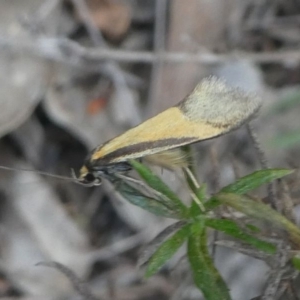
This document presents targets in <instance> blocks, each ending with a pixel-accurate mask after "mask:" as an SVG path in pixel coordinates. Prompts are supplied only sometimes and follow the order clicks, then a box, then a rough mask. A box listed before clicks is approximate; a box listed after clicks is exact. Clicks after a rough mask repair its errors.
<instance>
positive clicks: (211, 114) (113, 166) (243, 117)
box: [77, 77, 261, 186]
mask: <svg viewBox="0 0 300 300" xmlns="http://www.w3.org/2000/svg"><path fill="white" fill-rule="evenodd" d="M260 106H261V100H260V99H259V97H257V96H256V95H254V94H252V93H247V92H244V91H242V90H240V89H238V88H233V87H229V86H227V85H226V84H225V82H224V81H223V80H220V79H218V78H216V77H209V78H206V79H204V80H202V81H201V82H200V83H198V84H197V86H196V87H195V88H194V90H193V91H192V92H191V93H190V94H189V95H187V96H186V97H185V98H184V99H183V100H182V101H180V102H179V103H178V104H177V105H175V106H173V107H170V108H168V109H167V110H165V111H163V112H161V113H160V114H158V115H156V116H154V117H152V118H150V119H148V120H146V121H145V122H143V123H141V124H140V125H138V126H136V127H134V128H132V129H130V130H128V131H126V132H125V133H123V134H121V135H119V136H117V137H115V138H113V139H111V140H109V141H107V142H106V143H104V144H102V145H100V146H98V147H96V148H95V149H94V150H93V151H92V152H91V153H90V154H89V155H88V157H87V158H86V160H85V162H84V165H83V166H82V168H81V169H80V173H79V177H78V178H77V179H78V181H79V182H80V183H82V184H85V185H89V186H92V185H99V184H100V183H101V178H103V177H104V178H108V179H111V178H113V176H114V174H118V173H123V172H127V171H129V170H130V169H131V166H130V164H129V162H128V161H129V160H130V159H138V158H144V157H149V156H151V155H154V154H157V153H161V152H164V151H168V150H172V149H175V148H178V147H181V146H184V145H188V144H192V143H196V142H199V141H203V140H207V139H211V138H215V137H218V136H220V135H223V134H225V133H228V132H230V131H232V130H234V129H237V128H238V127H240V126H241V125H243V124H244V123H246V122H247V121H249V120H250V119H251V118H252V117H253V116H254V115H255V114H256V112H257V111H258V110H259V108H260Z"/></svg>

Work to be completed – Return every line of the listing above unchanged, leaving out the pictures.

Output of the exercise –
This document presents targets in <instance> blocks, each ending with a pixel-accurate mask after "mask:" as an SVG path in pixel coordinates. Prompts are supplied only sometimes and follow the order clicks, then a box, then a rough mask. A box listed before clicks is approximate; a box listed after clicks is exact. Clicks after a rough mask repair its errors.
<instance>
positive clicks: (211, 114) (113, 166) (243, 117)
box: [77, 77, 261, 186]
mask: <svg viewBox="0 0 300 300" xmlns="http://www.w3.org/2000/svg"><path fill="white" fill-rule="evenodd" d="M260 106H261V100H260V99H259V97H257V96H256V95H254V94H252V93H247V92H244V91H242V90H240V89H238V88H233V87H229V86H227V85H226V84H225V82H224V81H223V80H220V79H218V78H216V77H209V78H206V79H204V80H202V81H201V82H200V83H198V84H197V86H196V87H195V88H194V90H193V91H192V92H191V93H190V94H189V95H187V96H186V97H185V98H184V99H183V100H182V101H180V102H179V103H178V104H177V105H175V106H173V107H170V108H168V109H167V110H165V111H163V112H161V113H160V114H158V115H156V116H154V117H152V118H150V119H148V120H146V121H145V122H143V123H141V124H140V125H138V126H136V127H134V128H132V129H130V130H128V131H126V132H125V133H123V134H121V135H119V136H117V137H115V138H113V139H111V140H109V141H107V142H106V143H104V144H102V145H100V146H98V147H96V148H95V149H94V150H93V151H92V152H91V153H90V154H89V155H88V157H87V158H86V160H85V162H84V165H83V166H82V168H81V169H80V173H79V177H78V178H77V179H78V181H79V182H80V183H82V184H85V185H89V186H92V185H99V184H100V183H101V178H103V177H104V178H108V179H111V178H113V176H114V174H118V173H123V172H127V171H129V170H130V169H131V166H130V164H129V162H128V161H129V160H130V159H138V158H144V157H149V156H151V155H154V154H157V153H161V152H164V151H168V150H172V149H175V148H178V147H181V146H184V145H188V144H192V143H196V142H199V141H203V140H207V139H211V138H215V137H218V136H220V135H223V134H225V133H228V132H230V131H232V130H234V129H237V128H238V127H240V126H241V125H243V124H244V123H246V122H247V121H249V120H250V119H251V118H252V117H253V116H254V115H255V114H256V112H257V111H258V110H259V108H260Z"/></svg>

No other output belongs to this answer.